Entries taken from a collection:
------------------------------------------------------------------------

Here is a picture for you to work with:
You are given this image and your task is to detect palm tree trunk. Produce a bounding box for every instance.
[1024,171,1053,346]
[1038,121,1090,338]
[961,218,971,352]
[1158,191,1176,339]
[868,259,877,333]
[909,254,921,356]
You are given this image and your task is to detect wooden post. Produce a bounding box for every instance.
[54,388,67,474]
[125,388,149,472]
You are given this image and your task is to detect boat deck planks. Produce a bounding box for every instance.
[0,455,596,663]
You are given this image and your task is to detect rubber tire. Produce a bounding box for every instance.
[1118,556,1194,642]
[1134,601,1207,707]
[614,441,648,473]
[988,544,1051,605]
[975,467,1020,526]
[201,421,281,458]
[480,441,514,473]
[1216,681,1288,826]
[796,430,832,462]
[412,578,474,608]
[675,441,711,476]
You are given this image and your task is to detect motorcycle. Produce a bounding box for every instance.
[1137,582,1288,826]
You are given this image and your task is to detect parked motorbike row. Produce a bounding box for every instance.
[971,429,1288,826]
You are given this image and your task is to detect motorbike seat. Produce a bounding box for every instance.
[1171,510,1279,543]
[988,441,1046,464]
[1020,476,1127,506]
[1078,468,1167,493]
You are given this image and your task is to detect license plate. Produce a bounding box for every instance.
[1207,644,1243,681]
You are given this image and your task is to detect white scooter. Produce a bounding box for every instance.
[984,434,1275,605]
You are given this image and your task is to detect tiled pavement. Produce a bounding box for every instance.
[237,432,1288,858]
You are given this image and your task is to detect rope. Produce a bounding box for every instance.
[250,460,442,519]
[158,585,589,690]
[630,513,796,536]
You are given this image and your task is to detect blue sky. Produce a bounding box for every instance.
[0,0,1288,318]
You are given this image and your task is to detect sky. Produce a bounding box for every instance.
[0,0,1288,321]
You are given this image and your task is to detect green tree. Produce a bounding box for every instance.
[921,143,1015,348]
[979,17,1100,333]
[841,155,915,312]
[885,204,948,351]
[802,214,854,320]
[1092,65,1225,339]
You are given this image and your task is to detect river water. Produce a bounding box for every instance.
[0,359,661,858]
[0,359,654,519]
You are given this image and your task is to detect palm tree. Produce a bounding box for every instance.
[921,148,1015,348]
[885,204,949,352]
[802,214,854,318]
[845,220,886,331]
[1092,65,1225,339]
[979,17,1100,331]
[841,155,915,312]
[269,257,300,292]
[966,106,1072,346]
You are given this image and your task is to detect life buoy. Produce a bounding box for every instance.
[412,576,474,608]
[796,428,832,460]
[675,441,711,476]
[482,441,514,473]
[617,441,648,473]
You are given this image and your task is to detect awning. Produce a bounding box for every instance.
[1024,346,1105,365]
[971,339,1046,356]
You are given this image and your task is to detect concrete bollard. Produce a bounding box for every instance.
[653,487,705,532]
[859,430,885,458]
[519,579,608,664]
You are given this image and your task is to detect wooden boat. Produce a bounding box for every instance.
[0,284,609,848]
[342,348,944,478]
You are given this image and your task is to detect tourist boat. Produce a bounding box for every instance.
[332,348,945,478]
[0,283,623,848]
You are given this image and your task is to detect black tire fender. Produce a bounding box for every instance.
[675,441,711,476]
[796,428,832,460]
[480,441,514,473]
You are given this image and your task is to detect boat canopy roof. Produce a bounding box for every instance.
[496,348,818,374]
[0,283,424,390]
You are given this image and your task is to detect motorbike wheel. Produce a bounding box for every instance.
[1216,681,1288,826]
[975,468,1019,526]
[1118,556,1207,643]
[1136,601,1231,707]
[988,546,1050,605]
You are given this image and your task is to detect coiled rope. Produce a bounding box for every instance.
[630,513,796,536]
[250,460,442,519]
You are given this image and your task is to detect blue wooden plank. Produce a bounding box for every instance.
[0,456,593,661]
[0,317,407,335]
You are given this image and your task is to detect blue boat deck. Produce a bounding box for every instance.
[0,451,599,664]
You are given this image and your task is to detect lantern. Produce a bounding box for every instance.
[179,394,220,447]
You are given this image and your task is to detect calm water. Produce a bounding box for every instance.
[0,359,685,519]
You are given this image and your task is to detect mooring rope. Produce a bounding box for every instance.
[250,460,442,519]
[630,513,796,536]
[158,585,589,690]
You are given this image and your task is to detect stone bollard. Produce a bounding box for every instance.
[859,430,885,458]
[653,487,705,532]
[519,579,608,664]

------------------------------------------------------------------------

• **Exercise description**:
Turn every line of the records into a Markdown table with two columns, Row and Line, numbering the rows in order and leaving out any blank lines.

• **Written answer**:
| Row | Line |
|---|---|
| 1 | Here is a picture for you to work with: |
| 2 | You are given this image and your task is to detect palm tree trunk. Produce a bounding box for every instance. |
| 3 | [1024,171,1053,346] |
| 4 | [1038,121,1090,338] |
| 5 | [961,218,971,352] |
| 6 | [1158,191,1176,339] |
| 7 | [868,259,877,333] |
| 8 | [909,254,921,356] |
| 9 | You are given this image and your task is to detect wooden post. Produce a bounding box for every instance. |
| 10 | [54,388,67,474] |
| 11 | [125,388,149,472] |
| 12 | You are given this image and your task is to detect boat deck planks. Produce a bounding box for every instance. |
| 13 | [0,455,596,663] |
| 14 | You are given this image and your task is to detect rubber tire. Produce a bounding box for every instance. |
| 15 | [1118,556,1194,642] |
| 16 | [1134,601,1207,707] |
| 17 | [614,441,648,473] |
| 18 | [988,544,1051,605] |
| 19 | [975,467,1020,526] |
| 20 | [201,421,281,458] |
| 21 | [480,441,514,473] |
| 22 | [1216,681,1288,826] |
| 23 | [796,430,832,462] |
| 24 | [412,578,474,608] |
| 25 | [675,441,711,476] |
| 26 | You are given this image and your task is to detect motorcycle. Produce a bounding box for every instance. |
| 27 | [1137,582,1288,826] |
| 28 | You are given this image and your task is to detect parked motorbike row. Produce a bounding box for every instance. |
| 29 | [971,429,1288,826] |
| 30 | You are given this image and your task is to detect motorbike seat. Produce a bounding box for every instance. |
| 31 | [1171,510,1279,543] |
| 32 | [988,441,1046,464] |
| 33 | [1020,476,1127,506] |
| 34 | [1078,468,1167,493] |
| 35 | You are given this image and your task is to detect license plate. Produce a bounding box for every instance. |
| 36 | [1207,644,1243,681] |
| 37 | You are given this image and your task is to detect white scooter. Produce a bounding box for every instance. |
| 38 | [984,434,1275,605] |
| 39 | You are given this image and your task is to detect tiled pavement. Produce a bounding box for every instance. |
| 40 | [237,432,1288,858] |
| 41 | You are given this image and your task is to detect rope. Produce a bounding box for every instance. |
| 42 | [250,460,442,519] |
| 43 | [158,585,589,690] |
| 44 | [630,513,796,536] |
| 45 | You are given this image and your task is to detect blue sky. Produce a bounding box for every instance. |
| 46 | [0,0,1288,318] |
| 47 | You are given this image and your task is to detect sky. Produce a bounding box for every instance. |
| 48 | [0,0,1288,321] |
| 49 | You are given this image and your task is to detect green tree. Produce a bounding box for every instance. |
| 50 | [921,143,1015,348] |
| 51 | [979,17,1100,333] |
| 52 | [841,155,915,312] |
| 53 | [885,204,948,351] |
| 54 | [802,214,854,320] |
| 55 | [1092,65,1225,339] |
| 56 | You are given this image and your task is to detect river water. Produce a bounding box for every instance. |
| 57 | [0,359,661,858] |
| 58 | [0,359,654,519] |
| 59 | You are given this image and your task is to detect palm tree. Produce a bounding box for every instance. |
| 60 | [921,148,1015,348] |
| 61 | [885,204,949,352] |
| 62 | [802,214,854,318] |
| 63 | [845,220,886,331] |
| 64 | [1092,65,1225,339] |
| 65 | [979,17,1100,331] |
| 66 | [841,155,915,312] |
| 67 | [269,257,300,292] |
| 68 | [966,106,1072,346] |
| 69 | You are given this image and your task is to detect life buoy. Produce a bounding box for every instance. |
| 70 | [412,576,474,608] |
| 71 | [796,428,832,460] |
| 72 | [675,441,711,476] |
| 73 | [482,441,514,473] |
| 74 | [617,441,648,473] |
| 75 | You are given this image and your task is to detect awning. Produce a bounding box for every instance. |
| 76 | [1024,346,1105,365] |
| 77 | [971,339,1046,356] |
| 78 | You are given this image and your task is to detect concrete bollard. Produce a bounding box for every instance. |
| 79 | [653,487,705,532] |
| 80 | [859,430,885,458] |
| 81 | [519,579,608,664] |
| 82 | You are given this image and your task is to detect wooden boat. Produce a bounding box for every instance. |
| 83 | [0,284,609,848] |
| 84 | [342,348,944,478] |
| 85 | You are given this image and your task is to detect tourist boat. Produce a bounding box for every instance. |
| 86 | [332,348,945,478] |
| 87 | [0,283,623,848] |
| 88 | You are given this image and your task is to detect black tire fender. Produce a bounding box for every instance. |
| 89 | [675,441,711,476] |
| 90 | [796,428,832,460] |
| 91 | [480,441,514,473] |
| 92 | You are given this image and your task is to detect boat canopy roof. Produce a bounding box for every instance. |
| 93 | [496,348,818,374] |
| 94 | [0,283,424,390] |
| 95 | You are given this image and your task is to detect motorbike wheel. Produce a bounding box for every instance. |
| 96 | [1216,681,1288,826] |
| 97 | [975,468,1019,526] |
| 98 | [1118,556,1207,643] |
| 99 | [1136,601,1231,707] |
| 100 | [988,546,1050,605] |
| 101 | You are given this image and your task is to detect coiled rope. Produce a bounding box for every instance. |
| 102 | [630,513,796,536] |
| 103 | [250,460,442,519] |
| 104 | You are given this image and your task is to detect blue wooden plank. Produce a bounding box for every instance. |
| 105 | [0,456,593,661] |
| 106 | [0,317,407,335] |
| 107 | You are given this image and your task is to detect blue boat deck. Produce a bounding box for every instance. |
| 108 | [0,451,599,664] |
| 109 | You are given this image and your task is to detect lantern. Produce a bounding box for every instance. |
| 110 | [179,394,220,447] |
| 111 | You are given this image and your task is to detect calm water. Produce a bounding box for every instance. |
| 112 | [0,359,685,519] |
| 113 | You are given this image and your task is to detect mooring rope. Produce a bounding box for every instance. |
| 114 | [250,460,442,519] |
| 115 | [630,513,796,536] |
| 116 | [158,585,589,690] |
| 117 | You are given this image and your task is to detect stone bollard. Produce a bounding box for every instance. |
| 118 | [859,430,885,458] |
| 119 | [653,487,705,532] |
| 120 | [519,579,608,664] |